*** DATA FOR ANALYSIS ***

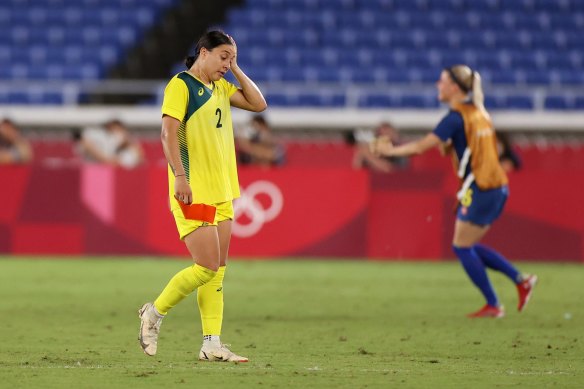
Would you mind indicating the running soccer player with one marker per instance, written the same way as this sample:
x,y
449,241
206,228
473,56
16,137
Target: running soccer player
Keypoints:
x,y
197,138
467,133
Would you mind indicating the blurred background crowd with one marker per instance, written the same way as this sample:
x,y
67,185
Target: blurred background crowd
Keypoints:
x,y
81,82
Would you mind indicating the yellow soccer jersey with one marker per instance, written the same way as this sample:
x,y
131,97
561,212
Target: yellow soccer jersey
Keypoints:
x,y
205,135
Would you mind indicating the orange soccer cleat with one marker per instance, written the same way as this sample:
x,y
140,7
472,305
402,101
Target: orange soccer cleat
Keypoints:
x,y
525,289
488,311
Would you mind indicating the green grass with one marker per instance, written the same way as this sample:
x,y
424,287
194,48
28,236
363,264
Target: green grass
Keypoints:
x,y
303,324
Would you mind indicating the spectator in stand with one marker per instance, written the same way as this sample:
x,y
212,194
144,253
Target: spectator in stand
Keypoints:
x,y
256,144
467,133
508,157
110,144
363,157
14,148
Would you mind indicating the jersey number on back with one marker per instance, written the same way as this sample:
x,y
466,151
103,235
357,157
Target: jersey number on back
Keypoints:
x,y
218,113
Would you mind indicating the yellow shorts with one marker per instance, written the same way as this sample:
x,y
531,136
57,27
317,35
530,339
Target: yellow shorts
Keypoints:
x,y
186,226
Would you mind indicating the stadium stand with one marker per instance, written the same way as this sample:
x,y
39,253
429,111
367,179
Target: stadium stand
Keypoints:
x,y
321,47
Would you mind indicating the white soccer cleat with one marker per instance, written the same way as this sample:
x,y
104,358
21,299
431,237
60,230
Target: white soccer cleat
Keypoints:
x,y
149,328
219,354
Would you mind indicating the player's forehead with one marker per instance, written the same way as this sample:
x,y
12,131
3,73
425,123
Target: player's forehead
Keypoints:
x,y
224,49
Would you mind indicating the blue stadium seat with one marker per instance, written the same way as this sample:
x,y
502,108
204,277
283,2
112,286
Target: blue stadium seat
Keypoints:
x,y
557,102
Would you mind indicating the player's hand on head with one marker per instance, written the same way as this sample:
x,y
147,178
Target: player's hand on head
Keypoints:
x,y
234,59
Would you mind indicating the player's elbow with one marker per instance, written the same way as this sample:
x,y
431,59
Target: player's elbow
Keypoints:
x,y
260,107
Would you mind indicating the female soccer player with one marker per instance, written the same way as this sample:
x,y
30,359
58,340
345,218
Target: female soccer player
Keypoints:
x,y
467,132
197,138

*** End of DATA FOR ANALYSIS ***

REQUIRED WORK: Go through the listing above and find each line containing the string "hand"; copy those lines.

SOLUTION FOR THIS PROBLEM:
Would you mind indicating the player's hand on head with one marker per instance, written the same way as this sample:
Target: player's hand on head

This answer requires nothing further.